### 小問 1:
課題文によれば、「競争」がより苛烈に行われるのは好景気下と不景気下のどちらか。

景気後退ということは、労働者、しかも派遣社員のような「調整弁」のような扱いにされる人や、弱小企業に10兆円分の皺が寄せられるという事になり、しかも社会全体では誰もトクをしないという話になります。
(安易に移民を入れると家族や本人の社会保障費で全体ではバランスしないという最近の保守党の発信に近いものがあります、全体をとらえる必要があります)
話題の「増税メガネ」の問題点はここまで国民負担率(それがナントカ保険という名前でも強制徴収なんざ税です)を高める政策にGoを出し続け、この期に及んでも「需給ギャップをさっさと埋める」という意思表明さえできていないことです。
……さて、ではこれらのメカニズムについて、砕いた説明をしていきます。
興味があれば以下もご覧ください(関連しそうなことをつらつら書いていきますのでどこでやめていただいても良いですし、拾い読みでも問題ありません、覚えてもメリットは少ないと思います)。
「不況」需給ギャップの「衝撃と実態」
「需要が減る」と「余った部分」が出てしまいます、「余った供給能力やそれで作られる製品」は買いたたかれる事になります、「価格」が下落し、それはほぼイコールで労働者の待遇改悪につながります。
(社長のベンツがマーチになって、従業員の給与を維持するケースもあるかもしれませんが……レアケースなのはみなさんご存じでしょう)。
そして、もしもつぶれるなら弱小工場や商店です。
「たった2%程度の縮小」でも基本的には「弱者のところにまとめて押し付けられる」ので、一部の企業大きな賃下げや、一部解雇、それでもだめなら弱小企業倒産などの形を取ることが普通です。
「不況型倒産」の問題点は「弱小工場や商店」も価値を生み出していたことで、経済全体では「弱肉強食だからこれで良いのだ」とはなりません。
確かに小さな目で『近所の小売りマーケット』で見れば、近所の商店がつぶれれば周りのコンビニの売り上げは多少高まるかもしれません。(経営的な弱肉強食視点)
しかし、無産者となった老夫婦は生活保護を受けるようになり、その商店が生んでいた価値や維持のために必要とされた購買行動(需要)などがなくなるため、経済全体でみるとメリットはありません。
むしろコンビニとは違う「高めの商品を買う」という行動が起こっていたならその分、付加価値は下がってしまう可能性もあります。
経済全体では「更なるマイナス」を生むだけです。
(従業員の待遇改悪で止まった場合は……賃下げなら何とかなりますが、解雇となると上と同じく生活保護や就業支援が必要になり結局メリットがないことが様々な研究で明らかになっています)
好景気下の競争のほうが苛烈で、人間フレンドリー
ちなみに余談ですが「競争」は好景気下のほうが苛烈に行われます、「貴重な資源」を奪い合う金を積めなくなければ負けるという競争になります、特に人に対する投資で失敗すると黒字でも会社がつぶれます、なんせ引き抜かれて人がいなくなればサービスや製品を提供できなくなりますから……黒字倒産です……が、こちらの競争のほうが人間は幸福でしょう。
「人物金」の好景気下の競争のほうが、「金物人」の不景気下の競争より健全です。

### データ行一覧:
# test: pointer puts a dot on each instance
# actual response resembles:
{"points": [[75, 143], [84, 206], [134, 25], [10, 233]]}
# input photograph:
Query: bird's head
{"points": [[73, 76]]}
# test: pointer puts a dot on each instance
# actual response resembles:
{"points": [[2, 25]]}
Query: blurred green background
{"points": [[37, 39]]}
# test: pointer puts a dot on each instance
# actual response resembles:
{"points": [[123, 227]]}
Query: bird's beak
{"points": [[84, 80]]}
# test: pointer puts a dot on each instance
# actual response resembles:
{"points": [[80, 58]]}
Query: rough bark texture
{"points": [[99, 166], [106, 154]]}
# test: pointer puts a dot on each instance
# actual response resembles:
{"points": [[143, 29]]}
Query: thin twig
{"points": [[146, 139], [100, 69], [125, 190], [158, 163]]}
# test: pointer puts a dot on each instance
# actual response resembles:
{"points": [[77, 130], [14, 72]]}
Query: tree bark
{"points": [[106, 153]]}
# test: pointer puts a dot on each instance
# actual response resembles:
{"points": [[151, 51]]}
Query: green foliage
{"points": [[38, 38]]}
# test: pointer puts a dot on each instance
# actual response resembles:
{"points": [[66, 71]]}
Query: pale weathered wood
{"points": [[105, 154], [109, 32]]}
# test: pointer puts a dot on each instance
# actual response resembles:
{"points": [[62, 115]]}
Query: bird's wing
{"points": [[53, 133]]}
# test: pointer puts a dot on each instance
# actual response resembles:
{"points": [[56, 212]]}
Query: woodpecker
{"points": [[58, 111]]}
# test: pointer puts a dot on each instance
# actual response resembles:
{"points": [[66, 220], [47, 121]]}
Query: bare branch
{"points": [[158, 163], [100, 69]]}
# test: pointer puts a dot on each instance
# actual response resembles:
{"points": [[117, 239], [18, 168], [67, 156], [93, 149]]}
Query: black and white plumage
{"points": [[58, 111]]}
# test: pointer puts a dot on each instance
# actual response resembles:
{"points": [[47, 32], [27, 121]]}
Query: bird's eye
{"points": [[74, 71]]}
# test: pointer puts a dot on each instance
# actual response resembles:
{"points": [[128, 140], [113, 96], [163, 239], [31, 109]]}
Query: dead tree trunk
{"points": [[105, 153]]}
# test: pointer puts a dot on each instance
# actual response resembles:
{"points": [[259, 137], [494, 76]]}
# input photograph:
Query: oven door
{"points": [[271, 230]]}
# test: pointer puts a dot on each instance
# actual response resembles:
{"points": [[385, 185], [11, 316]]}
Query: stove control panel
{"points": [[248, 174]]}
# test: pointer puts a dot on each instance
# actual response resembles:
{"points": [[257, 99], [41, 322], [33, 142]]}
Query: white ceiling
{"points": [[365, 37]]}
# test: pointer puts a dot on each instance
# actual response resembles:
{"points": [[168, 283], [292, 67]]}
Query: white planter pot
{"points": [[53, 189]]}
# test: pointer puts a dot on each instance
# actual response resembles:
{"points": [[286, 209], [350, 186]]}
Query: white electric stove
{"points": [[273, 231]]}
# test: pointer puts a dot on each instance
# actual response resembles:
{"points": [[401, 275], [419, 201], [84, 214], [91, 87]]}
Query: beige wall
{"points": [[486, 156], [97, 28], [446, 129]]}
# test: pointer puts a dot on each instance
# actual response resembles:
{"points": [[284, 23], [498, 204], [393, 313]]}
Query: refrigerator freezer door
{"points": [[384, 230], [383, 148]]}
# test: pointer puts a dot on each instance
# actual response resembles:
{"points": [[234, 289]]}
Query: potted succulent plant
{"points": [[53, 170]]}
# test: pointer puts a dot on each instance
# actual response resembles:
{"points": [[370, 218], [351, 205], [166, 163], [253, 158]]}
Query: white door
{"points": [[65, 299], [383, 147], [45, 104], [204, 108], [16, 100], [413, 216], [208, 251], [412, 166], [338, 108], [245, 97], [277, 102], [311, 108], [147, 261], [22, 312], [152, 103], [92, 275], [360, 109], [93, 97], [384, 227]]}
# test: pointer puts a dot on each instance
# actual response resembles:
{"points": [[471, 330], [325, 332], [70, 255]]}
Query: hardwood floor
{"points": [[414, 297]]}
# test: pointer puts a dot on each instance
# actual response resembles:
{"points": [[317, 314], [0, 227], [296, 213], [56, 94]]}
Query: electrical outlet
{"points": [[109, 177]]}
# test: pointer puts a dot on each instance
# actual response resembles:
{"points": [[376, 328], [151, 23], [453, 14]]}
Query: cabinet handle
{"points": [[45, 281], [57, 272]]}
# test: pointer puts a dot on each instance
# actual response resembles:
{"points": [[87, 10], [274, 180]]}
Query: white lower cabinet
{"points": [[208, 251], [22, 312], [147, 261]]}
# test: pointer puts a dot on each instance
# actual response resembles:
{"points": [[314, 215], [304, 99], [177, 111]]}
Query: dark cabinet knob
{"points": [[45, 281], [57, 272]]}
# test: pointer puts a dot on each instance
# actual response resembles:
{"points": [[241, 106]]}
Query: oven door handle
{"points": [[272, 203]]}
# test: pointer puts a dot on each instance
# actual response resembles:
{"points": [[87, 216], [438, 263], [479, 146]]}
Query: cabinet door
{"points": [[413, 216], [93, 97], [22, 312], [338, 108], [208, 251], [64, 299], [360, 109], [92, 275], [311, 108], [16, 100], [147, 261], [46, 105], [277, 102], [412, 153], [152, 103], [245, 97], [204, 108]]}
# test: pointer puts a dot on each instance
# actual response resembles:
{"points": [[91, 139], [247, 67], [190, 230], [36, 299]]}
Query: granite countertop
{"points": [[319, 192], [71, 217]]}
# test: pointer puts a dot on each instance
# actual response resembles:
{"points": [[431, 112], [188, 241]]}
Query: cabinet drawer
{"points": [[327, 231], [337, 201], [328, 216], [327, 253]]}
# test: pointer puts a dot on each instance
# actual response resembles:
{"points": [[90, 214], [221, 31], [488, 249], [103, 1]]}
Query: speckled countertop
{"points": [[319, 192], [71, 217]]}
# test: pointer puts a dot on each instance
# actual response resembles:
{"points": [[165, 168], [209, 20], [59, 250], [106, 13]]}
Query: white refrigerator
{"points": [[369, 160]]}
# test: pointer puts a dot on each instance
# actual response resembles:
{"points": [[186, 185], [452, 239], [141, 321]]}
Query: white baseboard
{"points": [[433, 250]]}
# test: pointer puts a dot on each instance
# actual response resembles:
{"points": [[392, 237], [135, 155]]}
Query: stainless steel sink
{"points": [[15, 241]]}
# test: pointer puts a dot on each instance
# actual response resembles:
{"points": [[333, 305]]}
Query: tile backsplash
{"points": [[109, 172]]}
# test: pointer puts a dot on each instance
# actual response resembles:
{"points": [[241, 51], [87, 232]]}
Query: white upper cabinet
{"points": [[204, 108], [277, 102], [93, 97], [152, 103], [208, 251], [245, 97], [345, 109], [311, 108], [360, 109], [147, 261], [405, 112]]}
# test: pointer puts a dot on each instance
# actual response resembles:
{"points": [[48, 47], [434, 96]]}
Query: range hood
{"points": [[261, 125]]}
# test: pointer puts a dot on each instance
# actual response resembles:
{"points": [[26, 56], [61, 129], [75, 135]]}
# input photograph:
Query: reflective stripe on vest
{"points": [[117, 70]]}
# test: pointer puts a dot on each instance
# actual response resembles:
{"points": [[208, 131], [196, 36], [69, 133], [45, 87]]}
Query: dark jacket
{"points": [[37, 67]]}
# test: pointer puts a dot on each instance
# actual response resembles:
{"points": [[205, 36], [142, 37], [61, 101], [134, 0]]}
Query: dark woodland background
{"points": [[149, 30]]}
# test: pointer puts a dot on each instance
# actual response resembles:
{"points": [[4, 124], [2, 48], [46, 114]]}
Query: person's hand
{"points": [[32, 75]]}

### 小問 2:
上のデータ行から文字列「cabinet」を含む行をすべて探し、一字も変えずに書き写してください。

### 解答 1:
好景気下である。

### 解答 2:
Query: cabinet handle
Query: white lower cabinet
Query: dark cabinet knob
Query: cabinet door
Query: cabinet drawer
Query: white upper cabinet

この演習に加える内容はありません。